Count how many lines of the records below contain the word "black", and reply with that number only.

───── Records for the exercise ─────

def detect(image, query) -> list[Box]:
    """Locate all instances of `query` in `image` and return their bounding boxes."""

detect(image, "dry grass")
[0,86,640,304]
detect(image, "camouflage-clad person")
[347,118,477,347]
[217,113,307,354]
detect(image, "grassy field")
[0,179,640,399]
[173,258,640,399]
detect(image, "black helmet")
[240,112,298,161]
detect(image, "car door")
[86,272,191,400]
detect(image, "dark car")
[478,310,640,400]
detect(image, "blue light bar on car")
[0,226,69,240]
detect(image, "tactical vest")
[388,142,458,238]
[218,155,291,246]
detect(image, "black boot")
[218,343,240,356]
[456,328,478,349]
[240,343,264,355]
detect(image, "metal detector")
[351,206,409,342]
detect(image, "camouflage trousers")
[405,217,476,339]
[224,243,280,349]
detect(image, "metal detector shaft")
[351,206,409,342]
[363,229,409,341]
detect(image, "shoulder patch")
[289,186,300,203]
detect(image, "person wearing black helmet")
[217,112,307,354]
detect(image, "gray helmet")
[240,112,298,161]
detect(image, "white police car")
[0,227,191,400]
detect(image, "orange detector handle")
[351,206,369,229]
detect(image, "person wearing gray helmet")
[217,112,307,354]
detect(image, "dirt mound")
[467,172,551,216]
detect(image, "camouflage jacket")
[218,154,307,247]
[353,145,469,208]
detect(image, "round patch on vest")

─────
───── Records for the exercise ─────

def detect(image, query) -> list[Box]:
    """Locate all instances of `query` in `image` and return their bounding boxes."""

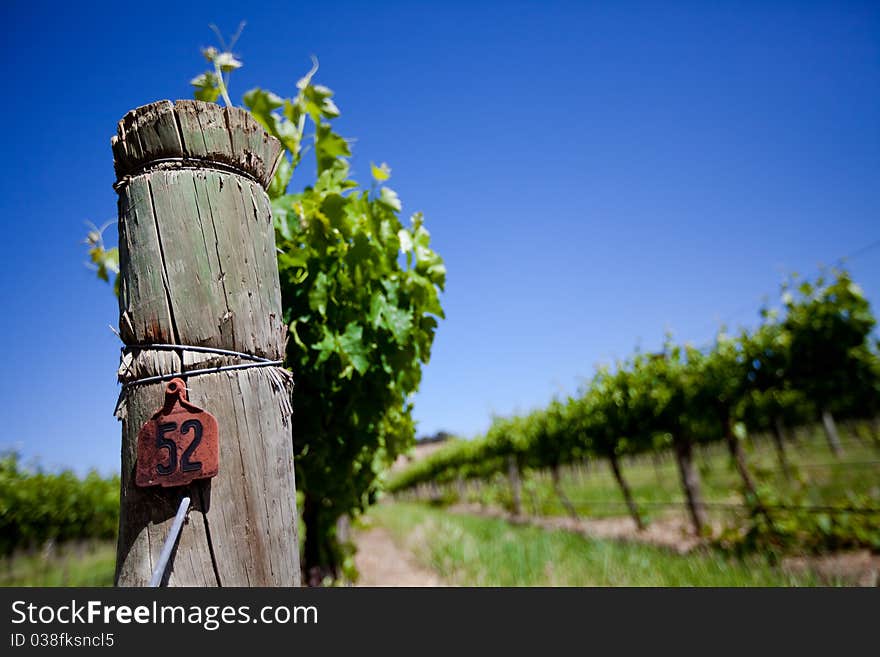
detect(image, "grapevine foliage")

─────

Task result
3